EXERCISE OBJECTIVE:
Print only the closing part of the entries. It starts at the line containing "Place one point on each instance of the submerged" and includes the final line, exactly as written.

Start of GIVEN DATA

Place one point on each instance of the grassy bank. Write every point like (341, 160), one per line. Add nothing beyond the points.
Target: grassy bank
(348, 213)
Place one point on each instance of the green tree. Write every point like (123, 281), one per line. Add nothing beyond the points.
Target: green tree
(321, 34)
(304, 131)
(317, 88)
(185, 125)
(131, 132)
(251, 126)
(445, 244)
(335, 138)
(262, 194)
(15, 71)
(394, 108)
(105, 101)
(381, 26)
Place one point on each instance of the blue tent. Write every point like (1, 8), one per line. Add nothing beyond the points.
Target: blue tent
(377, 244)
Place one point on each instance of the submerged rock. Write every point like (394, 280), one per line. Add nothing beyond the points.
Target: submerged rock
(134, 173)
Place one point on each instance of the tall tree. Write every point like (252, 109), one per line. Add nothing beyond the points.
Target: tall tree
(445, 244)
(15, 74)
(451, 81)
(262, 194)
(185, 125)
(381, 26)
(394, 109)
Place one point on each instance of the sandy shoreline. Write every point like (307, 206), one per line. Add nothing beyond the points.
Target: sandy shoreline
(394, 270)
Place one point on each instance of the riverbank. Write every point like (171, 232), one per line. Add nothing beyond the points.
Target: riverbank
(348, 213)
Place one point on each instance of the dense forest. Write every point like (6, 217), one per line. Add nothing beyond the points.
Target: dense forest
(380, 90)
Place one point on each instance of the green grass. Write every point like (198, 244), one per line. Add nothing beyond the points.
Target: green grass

End of GIVEN DATA

FINAL ANSWER:
Place one point on each instance of the submerged rock. Write every point like (394, 280), one per line. Add nothing beyond the points.
Target: submerged rock
(134, 173)
Place one point on each instance of the tall tree. Write every point like (252, 109), one per line. Add nothing beyond the points.
Target: tall tree
(445, 244)
(15, 74)
(451, 81)
(262, 194)
(185, 125)
(381, 26)
(394, 109)
Place one point on each instance of the sandy shoreline. Write every point like (307, 206), one per line. Add nothing beyond the points.
Target: sandy shoreline
(394, 270)
Place one point on each instance of the riverbank. Write every point like (171, 232), one per line. Add nothing beyond the points.
Target: riverbank
(348, 213)
Place one point on each instance of the dense forest. Write every point like (6, 217), one per line. Add nothing beyond the points.
Target: dense forest
(380, 90)
Place one point on each instance of the green grass. Write every point like (198, 244), one per line. Add nothing beyond the points.
Target: green grass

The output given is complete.